*SET OF TASKS*.
1. According to the article on clinician burnout in Europe, where and on what dates is the HIMSS European Health Conference and Exhibition being held?
2. Extend the article on clinician burnout in Europe, picking up after its final sentence.

*EXTRACT*.
The healthcare workforce crisis in Europe is being exacerbated by extreme levels of stress, anxiety and burnout among clinicians, with the knock-on effect of placing patient care at risk.
A session at HIMSS European Health Conference and Exhibition (7-9 June) in Lisbon, will examine the potential of digital tools to support staff and create a healthier and more stable workforce.
Solutions being discussed include an artificial intelligence (AI) driven platform designed to support staff resilience and wellbeing and an AI voice-powered solution that is relieving the burden on nurses by making routine follow-up calls to patients.
WHY IT MATTERS
When clinicians experience stress and burnout, it can have a profound effect not only on their own mental health, but patient care and the whole healthcare system. Wellbeing issues can lead to low morale, early retirement and long-term sick leave, putting a strain on the workforce.
Nearly a third of 636,348 respondents in the 2022 NHS staff survey said they often thought of leaving their jobs and the picture is similar across Europe. This dissatisfaction can be an added factor in fuelling industrial action, as in the UK where nurses, ambulance workers and junior doctors have all taken strike action over the last year.

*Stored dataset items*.

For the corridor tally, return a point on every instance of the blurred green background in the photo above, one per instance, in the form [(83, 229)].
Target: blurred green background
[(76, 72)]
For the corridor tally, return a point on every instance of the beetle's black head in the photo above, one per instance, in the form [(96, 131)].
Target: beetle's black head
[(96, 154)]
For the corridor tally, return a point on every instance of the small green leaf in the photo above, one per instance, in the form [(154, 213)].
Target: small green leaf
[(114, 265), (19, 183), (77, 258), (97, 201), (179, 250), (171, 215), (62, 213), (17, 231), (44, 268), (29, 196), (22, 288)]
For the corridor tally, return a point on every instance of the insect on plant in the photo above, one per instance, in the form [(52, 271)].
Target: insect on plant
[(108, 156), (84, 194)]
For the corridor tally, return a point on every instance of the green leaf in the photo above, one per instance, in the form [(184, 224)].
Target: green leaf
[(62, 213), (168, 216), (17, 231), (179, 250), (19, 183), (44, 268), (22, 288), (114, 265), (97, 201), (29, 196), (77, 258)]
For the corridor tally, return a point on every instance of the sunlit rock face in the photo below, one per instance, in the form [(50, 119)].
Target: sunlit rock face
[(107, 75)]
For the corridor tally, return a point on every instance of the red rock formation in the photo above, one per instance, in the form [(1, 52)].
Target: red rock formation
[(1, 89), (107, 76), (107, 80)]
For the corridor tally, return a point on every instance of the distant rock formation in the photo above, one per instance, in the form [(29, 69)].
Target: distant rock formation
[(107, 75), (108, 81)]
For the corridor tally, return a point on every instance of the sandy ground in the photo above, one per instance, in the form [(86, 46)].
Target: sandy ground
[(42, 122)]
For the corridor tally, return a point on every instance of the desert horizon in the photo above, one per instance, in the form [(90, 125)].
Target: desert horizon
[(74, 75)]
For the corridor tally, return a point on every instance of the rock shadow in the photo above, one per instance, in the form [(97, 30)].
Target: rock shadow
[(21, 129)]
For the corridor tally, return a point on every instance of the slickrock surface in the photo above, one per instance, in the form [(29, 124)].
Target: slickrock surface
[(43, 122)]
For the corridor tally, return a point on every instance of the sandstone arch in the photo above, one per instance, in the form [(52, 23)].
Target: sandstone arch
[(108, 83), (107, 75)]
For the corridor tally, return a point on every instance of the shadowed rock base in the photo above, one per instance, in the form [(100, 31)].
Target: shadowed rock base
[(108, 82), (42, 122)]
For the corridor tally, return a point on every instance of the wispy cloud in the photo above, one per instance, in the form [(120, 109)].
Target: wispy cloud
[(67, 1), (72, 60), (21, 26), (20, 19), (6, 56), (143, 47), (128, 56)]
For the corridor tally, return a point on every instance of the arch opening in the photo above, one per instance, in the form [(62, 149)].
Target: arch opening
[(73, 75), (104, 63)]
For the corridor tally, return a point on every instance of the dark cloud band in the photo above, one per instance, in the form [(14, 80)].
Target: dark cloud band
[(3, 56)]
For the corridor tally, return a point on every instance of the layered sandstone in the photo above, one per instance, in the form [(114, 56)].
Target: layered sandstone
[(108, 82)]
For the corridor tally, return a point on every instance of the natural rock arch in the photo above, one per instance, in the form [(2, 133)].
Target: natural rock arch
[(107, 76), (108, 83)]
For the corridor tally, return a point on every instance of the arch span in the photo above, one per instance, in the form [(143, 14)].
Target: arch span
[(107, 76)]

==

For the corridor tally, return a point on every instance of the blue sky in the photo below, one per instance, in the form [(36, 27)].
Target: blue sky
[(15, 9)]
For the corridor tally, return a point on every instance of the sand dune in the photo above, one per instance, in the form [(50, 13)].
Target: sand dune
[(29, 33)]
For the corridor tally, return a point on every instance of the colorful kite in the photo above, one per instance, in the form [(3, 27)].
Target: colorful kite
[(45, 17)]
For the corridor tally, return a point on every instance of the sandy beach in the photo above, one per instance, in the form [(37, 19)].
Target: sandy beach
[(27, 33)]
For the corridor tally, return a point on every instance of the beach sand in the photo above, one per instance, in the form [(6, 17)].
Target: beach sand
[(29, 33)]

*SOLVED TASKS*.
1. It is being held in Lisbon from 7 to 9 June.

2.
If implemented properly technology can provide the opportunity to relieve the burden of stress on staff, but it is important that solutions are designed to meet clinician needs rather than add extra complication.
The session ‘Digital Solutions to Combat Staff Stress and Burnout’ on 9 June, will be chaired by Mette Maria Skjoth, PhD, head of department at Odense University Hospital, Denmark and chair of the HIMSS EMEA Advisory Board. She will be joined by speakers Alex Young, CEO and founder at virtual reality firm Virti and María González Manso, CEO and co-founder at Spanish digital health company Tucuvi.
THE LARGER CONTEXT
Across the globe, AI-driven solutions are being utilised in a bid to reduce clinician burnout from spending time on administrative duties. One example is a pilot project by electronic health records (EHR) provider Epic at the University of Wisconsin, and the University of California. This aims to test Epic’s large language model (LLM) AI capabilities to draft responses to patient communications, allowing health professionals more time to focus on time with patients.
Another example is the Suki Assistant voice AI system which is being used at the CVFP Medical Group and concierge medicine network PartnerMD to reduce the time clinicians spend on note taking.